§ Zu lösende Aufgaben
**a.** Wozu rief Ramsan Kadyrow laut dem Textauszug unter anderem auf?
**b.** Geben Sie den Textauszug von „Viele russische Medien knüpfen an“ bis „aber Verständnis aufbringt.“ wörtlich wieder.

### Textauszug ###

Viele russische Medien knüpfen an die sowjetische Berichterstattung an, die hart über die »israelische Kriegsmaschinerie« urteilt, für die palästinensische Seite aber Verständnis aufbringt.

Dagestan birgt ohnehin nach allgemeiner Einschätzung Konfliktpotential. Das liegt an der desolaten sozialen Lage, die mit Arbeitslosigkeit einhergeht, aber auch an schwelenden Terri­torialkonflikten zwischen verschiedenen Bevölkerungsgruppen und einer miserablen Infrastruktur. Proteste sind daher keine Seltenheit. Dass der Krieg zwischen der Hamas und Israel insbesondere in Dagestan auf derart großes Interesse stößt, ist indes eine neue Tendenz, die der russischen Regierung in Zukunft noch mehr Kopfzerbrechen bereiten könnte als jetzt schon; der in Dagestan vorherrschende eher gemäßigte Sufi-Islam wird von starken salafistischen Tendenzen bedrängt. Viele russische Medien knüpfen mittlerweile an die sowjetische Tradition der Berichterstattung über den Israel-Palästina-Konflikt an, die hart über die »israelische Kriegsmaschinerie« urteilt, für die ­palästinensische Seite hingegen Verständnis aufbringt.

Im Nordkaukasus mit seiner überwiegend muslimischen Bevölkerung treffen solche Nuancen in der Darstellung auf besonderen Nährboden. In Tsche­tschenien ist Palästina-Solidarität sogar oberste Pflicht, Diktator Ramsan Kadyrow ergriff klar Partei und rief unter anderem zum kollektiven Gebet für Palästina auf. Damit ist noch nicht die Frage beantwortet, wer die antisemitischen Aufrufe getätigt hat, die zu den Ausschreitungen geführt haben, doch ist zumindest davon auszugehen, dass die klar artikulierte antiisraelische Haltung Kadyrows den Boden dafür bereitet hat.

### Extrahierte Daten ###

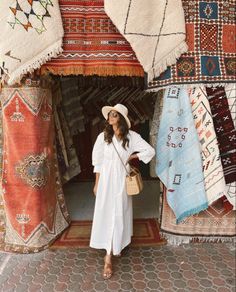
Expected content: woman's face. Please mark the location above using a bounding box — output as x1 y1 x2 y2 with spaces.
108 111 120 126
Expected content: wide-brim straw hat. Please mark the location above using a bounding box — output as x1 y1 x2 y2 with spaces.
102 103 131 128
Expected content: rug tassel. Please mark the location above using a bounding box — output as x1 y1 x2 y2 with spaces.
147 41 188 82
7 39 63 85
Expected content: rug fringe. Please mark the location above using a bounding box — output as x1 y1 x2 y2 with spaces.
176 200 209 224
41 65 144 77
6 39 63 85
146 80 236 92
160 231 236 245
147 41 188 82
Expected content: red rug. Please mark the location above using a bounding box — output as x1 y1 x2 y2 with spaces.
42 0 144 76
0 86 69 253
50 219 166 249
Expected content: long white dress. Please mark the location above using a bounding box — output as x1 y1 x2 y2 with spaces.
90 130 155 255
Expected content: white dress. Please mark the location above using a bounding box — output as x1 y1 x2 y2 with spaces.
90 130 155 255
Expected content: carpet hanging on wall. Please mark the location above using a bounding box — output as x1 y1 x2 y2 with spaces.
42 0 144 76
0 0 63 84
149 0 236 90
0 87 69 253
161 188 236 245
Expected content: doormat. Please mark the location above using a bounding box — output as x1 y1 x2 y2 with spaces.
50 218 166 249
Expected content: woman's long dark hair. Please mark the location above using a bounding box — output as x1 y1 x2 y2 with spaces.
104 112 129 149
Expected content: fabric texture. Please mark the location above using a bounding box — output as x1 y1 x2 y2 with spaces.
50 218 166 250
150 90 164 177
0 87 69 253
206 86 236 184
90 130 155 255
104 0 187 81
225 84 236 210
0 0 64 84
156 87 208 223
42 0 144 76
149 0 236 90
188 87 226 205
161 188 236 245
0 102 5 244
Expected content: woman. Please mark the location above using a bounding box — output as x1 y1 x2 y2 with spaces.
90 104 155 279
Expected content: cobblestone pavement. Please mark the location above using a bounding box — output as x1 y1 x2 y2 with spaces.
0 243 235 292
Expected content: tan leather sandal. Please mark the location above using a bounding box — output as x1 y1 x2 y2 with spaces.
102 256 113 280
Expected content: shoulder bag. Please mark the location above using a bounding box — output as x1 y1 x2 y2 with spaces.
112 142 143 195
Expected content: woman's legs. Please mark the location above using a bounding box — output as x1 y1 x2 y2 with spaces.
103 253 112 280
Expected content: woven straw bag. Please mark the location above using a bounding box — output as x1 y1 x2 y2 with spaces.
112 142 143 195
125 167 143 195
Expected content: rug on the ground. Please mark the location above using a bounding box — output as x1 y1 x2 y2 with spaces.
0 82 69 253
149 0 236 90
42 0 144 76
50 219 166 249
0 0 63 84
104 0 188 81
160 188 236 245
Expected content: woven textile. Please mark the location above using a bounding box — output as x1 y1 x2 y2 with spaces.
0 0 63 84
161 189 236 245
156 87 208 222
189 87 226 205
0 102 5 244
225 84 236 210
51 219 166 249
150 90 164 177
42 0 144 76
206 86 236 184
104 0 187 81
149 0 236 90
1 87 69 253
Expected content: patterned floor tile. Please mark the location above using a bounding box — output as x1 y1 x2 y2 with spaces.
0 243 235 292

###
### Extrahierte Daten ###

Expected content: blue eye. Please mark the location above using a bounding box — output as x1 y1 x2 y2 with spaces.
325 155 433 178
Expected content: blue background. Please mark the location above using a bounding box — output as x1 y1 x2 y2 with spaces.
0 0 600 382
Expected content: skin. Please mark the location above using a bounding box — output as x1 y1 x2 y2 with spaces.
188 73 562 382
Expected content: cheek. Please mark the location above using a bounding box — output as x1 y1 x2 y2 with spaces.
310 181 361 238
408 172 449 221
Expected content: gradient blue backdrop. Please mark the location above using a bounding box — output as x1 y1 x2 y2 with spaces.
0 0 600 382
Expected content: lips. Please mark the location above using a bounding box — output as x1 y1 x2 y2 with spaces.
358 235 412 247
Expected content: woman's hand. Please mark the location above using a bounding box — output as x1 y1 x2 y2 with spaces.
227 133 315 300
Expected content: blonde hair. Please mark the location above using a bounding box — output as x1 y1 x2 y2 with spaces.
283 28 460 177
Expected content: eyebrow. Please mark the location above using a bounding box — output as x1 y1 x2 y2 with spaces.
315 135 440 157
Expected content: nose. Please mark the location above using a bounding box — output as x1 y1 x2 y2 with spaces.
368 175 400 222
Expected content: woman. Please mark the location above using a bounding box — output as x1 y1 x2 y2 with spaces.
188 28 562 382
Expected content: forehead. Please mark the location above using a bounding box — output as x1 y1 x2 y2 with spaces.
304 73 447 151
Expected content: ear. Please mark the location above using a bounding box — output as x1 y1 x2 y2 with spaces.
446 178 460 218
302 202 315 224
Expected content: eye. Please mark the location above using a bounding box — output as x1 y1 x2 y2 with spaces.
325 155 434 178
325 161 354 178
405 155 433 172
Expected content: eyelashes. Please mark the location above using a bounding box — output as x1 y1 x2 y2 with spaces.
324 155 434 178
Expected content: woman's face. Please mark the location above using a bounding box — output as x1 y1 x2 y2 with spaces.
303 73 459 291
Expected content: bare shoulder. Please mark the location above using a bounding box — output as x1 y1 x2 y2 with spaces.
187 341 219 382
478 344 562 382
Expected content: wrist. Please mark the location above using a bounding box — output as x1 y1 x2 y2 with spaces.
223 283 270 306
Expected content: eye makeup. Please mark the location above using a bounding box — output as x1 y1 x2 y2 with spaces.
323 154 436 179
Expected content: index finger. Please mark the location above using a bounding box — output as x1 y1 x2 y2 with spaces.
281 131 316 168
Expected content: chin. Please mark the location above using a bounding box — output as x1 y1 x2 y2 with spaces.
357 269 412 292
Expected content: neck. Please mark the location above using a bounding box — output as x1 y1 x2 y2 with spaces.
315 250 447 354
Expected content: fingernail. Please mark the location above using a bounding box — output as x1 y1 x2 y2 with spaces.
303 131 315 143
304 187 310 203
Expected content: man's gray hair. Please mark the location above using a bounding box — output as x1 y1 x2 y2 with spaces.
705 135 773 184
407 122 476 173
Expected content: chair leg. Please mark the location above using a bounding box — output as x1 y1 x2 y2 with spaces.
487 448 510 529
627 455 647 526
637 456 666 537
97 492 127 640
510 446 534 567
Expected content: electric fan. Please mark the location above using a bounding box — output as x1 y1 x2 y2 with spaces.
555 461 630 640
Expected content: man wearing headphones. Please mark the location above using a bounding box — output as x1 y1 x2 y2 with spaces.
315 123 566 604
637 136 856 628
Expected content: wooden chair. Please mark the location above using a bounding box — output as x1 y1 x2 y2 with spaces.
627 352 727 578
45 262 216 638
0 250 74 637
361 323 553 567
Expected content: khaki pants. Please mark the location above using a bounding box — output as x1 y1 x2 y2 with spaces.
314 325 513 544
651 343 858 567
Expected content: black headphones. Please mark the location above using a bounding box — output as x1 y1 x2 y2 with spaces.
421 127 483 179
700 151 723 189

###
### Extrahierte Daten ###

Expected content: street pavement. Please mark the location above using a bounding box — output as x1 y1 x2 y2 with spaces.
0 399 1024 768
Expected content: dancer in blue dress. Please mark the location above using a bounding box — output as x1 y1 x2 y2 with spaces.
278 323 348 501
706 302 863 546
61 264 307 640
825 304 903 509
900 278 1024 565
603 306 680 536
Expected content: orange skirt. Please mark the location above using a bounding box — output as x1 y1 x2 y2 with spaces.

###

§ Antworten je Aufgabe
**a.** Zum kollektiven Gebet für Palästina.

**b.**
Viele russische Medien knüpfen an die sowjetische Berichterstattung an, die hart über die »israelische Kriegsmaschinerie« urteilt, für die palästinensische Seite aber Verständnis aufbringt.